• _TASK SET_
• 1. Summarize the passage on Proto-Indo-European roots in two sentences.
• 2. Carry on the passage on Proto-Indo-European roots from the point where it stops.

• _ARTICLE_
◆ ◆ ◆
= Proto-Indo-European root =

Most basic form of words in the Proto-Indo-European language

The roots of the reconstructed Proto-Indo-European language (PIE) are basic parts of words to carry a lexical meaning, so-called morphemes. PIE roots usually have verbal meaning like "to eat" or "to run". Roots never occurred alone in the language. Complete inflected verbs, nouns, and adjectives were formed by adding further morphemes to a root and potentially changing the root's vowel in a process called ablaut.

A root consists of a central vowel that is preceded and followed by at least one consonant each. A number of rules have been determined to specify which consonants can occur together, and in which order. The modern understanding of these rules is that the consonants with the highest sonority (*l, *r, *y, *n (Note: The asterisk * indicates that a form is not directly attested, but has been reconstructed on the basis of other linguistic material.)) are nearest to the vowel, and the ones with the lowest sonority such as plosives are furthest away. There are some exceptions to these rules such as thorn clusters.
◆ ◆ ◆
• _PROVIDED INFORMATION_
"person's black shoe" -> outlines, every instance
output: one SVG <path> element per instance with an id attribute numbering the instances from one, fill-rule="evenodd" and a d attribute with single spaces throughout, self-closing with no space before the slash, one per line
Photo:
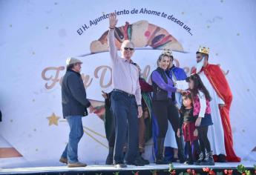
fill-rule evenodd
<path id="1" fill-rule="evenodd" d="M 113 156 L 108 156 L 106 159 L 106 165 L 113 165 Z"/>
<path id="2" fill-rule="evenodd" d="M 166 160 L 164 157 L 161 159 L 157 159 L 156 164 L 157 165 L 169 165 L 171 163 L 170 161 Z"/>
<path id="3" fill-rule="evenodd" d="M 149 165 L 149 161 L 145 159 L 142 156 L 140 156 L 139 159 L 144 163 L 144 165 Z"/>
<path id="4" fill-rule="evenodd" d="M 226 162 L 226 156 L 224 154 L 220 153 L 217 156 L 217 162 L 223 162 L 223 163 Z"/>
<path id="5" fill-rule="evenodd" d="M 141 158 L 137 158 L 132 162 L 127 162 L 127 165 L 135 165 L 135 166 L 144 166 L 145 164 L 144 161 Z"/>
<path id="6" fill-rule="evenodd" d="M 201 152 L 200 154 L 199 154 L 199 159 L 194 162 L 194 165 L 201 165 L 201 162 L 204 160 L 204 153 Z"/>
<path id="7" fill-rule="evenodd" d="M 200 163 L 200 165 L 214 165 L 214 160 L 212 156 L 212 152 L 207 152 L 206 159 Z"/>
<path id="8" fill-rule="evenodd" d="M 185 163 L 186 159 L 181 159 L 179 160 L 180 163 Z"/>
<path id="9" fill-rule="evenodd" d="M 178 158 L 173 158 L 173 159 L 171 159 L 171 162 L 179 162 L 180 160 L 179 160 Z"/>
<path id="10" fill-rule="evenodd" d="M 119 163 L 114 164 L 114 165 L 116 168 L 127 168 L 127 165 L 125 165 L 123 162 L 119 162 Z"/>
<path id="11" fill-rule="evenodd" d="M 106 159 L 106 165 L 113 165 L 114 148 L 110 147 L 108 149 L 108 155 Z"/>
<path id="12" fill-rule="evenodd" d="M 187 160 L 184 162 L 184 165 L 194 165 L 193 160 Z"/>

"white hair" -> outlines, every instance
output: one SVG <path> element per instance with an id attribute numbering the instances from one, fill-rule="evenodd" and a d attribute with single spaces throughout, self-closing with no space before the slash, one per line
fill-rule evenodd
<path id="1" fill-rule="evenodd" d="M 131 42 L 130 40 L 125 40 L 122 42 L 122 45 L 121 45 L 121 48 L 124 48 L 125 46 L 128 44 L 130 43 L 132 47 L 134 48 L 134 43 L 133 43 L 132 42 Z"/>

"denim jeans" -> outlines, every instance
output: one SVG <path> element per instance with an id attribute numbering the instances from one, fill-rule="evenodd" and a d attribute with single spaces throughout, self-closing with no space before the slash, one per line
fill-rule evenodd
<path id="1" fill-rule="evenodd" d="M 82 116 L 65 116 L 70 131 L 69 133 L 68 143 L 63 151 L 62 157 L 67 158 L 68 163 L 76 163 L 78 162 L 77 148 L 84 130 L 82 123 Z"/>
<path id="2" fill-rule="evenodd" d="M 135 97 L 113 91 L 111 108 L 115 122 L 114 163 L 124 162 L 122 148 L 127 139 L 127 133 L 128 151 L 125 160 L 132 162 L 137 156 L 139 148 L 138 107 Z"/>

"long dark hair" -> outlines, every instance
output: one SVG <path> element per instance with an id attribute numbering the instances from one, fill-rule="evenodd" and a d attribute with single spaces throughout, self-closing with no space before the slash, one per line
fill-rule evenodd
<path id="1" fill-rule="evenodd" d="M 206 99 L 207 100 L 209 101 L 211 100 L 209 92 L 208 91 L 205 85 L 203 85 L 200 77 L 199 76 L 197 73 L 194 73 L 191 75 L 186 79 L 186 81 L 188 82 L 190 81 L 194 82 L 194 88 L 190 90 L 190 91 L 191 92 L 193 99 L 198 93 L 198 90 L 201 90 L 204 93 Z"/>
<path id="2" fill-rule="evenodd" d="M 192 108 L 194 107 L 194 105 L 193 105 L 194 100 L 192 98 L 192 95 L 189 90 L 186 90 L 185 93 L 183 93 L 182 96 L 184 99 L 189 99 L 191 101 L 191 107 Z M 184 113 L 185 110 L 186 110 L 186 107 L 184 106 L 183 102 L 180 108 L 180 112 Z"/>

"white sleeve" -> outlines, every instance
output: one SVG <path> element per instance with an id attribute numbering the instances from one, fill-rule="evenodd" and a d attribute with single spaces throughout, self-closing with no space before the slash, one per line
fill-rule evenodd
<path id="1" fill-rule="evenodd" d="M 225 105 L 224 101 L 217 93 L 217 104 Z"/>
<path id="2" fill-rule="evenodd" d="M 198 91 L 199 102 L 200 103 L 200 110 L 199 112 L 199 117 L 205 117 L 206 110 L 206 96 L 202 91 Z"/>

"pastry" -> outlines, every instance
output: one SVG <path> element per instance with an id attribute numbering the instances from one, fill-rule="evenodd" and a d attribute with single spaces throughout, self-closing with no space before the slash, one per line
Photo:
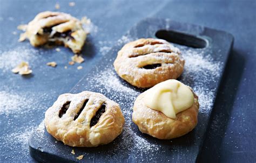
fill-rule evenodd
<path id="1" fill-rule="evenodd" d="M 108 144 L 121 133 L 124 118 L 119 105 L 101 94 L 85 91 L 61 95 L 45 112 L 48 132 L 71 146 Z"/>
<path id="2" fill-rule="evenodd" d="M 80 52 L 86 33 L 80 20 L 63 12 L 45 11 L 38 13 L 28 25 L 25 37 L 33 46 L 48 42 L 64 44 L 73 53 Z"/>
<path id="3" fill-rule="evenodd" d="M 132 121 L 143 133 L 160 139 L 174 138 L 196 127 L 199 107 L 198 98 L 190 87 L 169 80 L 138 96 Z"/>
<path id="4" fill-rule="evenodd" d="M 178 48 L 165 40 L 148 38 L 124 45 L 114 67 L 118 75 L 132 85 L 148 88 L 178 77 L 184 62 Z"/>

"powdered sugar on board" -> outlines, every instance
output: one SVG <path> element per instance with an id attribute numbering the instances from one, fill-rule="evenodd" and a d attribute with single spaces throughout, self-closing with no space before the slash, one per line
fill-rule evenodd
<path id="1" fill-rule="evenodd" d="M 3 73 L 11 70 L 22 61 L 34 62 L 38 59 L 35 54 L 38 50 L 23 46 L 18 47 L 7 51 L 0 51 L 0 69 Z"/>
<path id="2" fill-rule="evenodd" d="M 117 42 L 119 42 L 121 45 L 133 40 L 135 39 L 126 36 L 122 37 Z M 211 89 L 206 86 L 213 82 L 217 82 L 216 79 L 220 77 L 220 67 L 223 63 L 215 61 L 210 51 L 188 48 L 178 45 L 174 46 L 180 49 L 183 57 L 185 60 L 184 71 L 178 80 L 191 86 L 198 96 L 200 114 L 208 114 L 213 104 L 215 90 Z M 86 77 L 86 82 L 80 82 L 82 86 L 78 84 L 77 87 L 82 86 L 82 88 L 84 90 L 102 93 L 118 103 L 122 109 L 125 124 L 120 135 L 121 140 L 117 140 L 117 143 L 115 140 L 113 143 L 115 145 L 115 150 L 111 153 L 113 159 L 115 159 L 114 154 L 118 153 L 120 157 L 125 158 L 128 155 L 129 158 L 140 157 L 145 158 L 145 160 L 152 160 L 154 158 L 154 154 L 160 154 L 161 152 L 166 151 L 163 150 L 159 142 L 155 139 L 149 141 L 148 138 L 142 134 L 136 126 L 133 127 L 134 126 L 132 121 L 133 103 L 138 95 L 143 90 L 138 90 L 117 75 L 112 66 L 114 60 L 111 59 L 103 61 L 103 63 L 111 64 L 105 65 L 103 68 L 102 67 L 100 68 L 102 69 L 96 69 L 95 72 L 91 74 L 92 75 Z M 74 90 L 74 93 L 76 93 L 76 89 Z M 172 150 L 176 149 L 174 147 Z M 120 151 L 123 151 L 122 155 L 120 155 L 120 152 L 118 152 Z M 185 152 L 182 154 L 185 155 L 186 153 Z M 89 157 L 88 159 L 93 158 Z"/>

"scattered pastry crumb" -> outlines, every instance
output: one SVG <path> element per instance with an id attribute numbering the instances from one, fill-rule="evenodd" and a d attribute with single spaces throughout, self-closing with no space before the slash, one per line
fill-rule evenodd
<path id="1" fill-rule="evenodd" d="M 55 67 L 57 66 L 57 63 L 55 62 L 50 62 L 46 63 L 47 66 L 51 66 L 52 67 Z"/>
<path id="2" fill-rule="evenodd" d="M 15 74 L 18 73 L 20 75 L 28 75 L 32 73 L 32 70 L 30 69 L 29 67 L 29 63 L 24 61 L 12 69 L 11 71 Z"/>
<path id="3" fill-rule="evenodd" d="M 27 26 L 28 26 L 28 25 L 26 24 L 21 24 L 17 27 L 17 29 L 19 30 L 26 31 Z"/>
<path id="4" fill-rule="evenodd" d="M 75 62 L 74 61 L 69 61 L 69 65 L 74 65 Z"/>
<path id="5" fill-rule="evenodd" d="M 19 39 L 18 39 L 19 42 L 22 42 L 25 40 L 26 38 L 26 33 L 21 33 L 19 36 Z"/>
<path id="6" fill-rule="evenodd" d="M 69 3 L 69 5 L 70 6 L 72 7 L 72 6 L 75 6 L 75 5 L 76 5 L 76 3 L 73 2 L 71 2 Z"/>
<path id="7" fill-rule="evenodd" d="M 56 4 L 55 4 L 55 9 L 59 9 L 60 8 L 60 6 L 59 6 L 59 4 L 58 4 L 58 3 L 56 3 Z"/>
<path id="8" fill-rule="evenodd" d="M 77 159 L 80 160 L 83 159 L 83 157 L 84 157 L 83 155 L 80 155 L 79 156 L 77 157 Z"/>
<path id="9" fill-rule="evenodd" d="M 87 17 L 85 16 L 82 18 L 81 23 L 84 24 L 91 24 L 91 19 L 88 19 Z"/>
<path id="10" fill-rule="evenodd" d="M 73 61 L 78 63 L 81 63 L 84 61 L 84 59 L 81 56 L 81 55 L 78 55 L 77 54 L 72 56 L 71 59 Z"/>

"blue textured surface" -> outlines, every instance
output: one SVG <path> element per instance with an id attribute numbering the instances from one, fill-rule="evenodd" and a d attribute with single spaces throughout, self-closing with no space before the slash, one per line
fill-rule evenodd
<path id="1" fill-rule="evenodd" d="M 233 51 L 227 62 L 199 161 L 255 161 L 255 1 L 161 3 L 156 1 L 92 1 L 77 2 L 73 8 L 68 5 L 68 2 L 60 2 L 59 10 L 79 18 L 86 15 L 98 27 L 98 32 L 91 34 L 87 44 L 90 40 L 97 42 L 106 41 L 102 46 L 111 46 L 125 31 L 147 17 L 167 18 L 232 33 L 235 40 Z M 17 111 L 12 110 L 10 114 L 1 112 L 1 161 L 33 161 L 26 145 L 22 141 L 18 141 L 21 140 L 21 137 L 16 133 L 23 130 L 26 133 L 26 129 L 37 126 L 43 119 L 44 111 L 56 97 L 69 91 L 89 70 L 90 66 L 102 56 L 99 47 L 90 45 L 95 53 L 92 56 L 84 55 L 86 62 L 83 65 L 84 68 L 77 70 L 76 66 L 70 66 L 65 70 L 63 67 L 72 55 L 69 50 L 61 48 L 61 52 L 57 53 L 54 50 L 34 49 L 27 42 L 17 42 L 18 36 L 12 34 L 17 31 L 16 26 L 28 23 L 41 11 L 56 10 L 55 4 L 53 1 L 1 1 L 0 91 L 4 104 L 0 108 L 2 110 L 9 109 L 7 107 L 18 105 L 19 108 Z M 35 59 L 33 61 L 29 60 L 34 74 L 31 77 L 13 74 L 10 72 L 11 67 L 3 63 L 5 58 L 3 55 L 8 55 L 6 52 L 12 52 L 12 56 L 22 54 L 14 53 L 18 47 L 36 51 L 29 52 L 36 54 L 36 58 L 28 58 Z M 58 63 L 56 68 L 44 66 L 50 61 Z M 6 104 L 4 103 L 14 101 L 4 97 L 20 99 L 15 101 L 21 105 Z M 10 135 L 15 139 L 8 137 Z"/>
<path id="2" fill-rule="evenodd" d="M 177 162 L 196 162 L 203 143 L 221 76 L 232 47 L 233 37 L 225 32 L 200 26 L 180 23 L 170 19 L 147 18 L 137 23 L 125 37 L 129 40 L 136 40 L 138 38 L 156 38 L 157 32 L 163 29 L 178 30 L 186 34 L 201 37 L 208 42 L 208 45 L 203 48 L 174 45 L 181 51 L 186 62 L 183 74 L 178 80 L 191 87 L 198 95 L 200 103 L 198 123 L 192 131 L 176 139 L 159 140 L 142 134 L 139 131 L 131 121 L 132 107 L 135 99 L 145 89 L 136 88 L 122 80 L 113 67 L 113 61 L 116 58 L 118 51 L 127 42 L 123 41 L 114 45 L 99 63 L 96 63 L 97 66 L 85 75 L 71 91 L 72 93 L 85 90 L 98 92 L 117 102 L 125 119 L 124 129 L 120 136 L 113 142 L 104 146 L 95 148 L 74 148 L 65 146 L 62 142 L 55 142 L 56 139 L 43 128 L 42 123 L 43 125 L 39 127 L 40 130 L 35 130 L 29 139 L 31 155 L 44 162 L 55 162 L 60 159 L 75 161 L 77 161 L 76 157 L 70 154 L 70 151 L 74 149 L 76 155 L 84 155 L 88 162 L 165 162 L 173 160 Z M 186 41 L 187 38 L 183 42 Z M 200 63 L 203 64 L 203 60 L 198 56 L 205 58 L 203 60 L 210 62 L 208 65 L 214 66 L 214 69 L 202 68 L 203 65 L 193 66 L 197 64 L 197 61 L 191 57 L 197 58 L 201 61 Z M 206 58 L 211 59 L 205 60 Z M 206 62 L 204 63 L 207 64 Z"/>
◆ ◆ ◆
• _PER-TASK OUTPUTS_
• 1. Proto-Indo-European roots are reconstructed morphemes that carry lexical meaning, usually verbal, and never occurred alone; full verbs, nouns, and adjectives were formed by adding further morphemes and sometimes changing the root's vowel through ablaut. A root has a central vowel with at least one consonant on each side, and ordering rules place the most sonorous consonants, such as *l, *r, *y, and *n, nearest the vowel and the least sonorous, such as plosives, furthest away, though there are exceptions such as thorn clusters.

• 2.
Sometimes new roots were created in PIE or its early descendants by various processes such as root extensions (adding a sound to the end of an existing root) or metathesis.

==Word formation==
Typically, a root plus a suffix forms a stem, and adding an ending forms a word.

$\underbrace{\underbrace{\mathrm{root+suffix}}_{\mathrm{stem}} + \mathrm{ending}}_{\mathrm{word}}$

For example, *bʰéreti '[they (sg.)] bear' can be split into the root *bʰer- 'to bear', the suffix *-e- which governs the imperfective aspect, and the ending *-ti, which governs the present tense, third-person singular. (Note: Examples of PIE roots are taken from Rix (2001) and Fortson (2004).)

The suffix is sometimes missing, which has been interpreted as a zero suffix. Words with zero suffix are termed root verbs and root nouns. An example is *h₁és-mi / *h₁és-∅-mi '[I] am'. Beyond this basic structure, there is the nasal infix which functions as a present tense marker, and reduplication, a prefix with a number of grammatical and derivational functions.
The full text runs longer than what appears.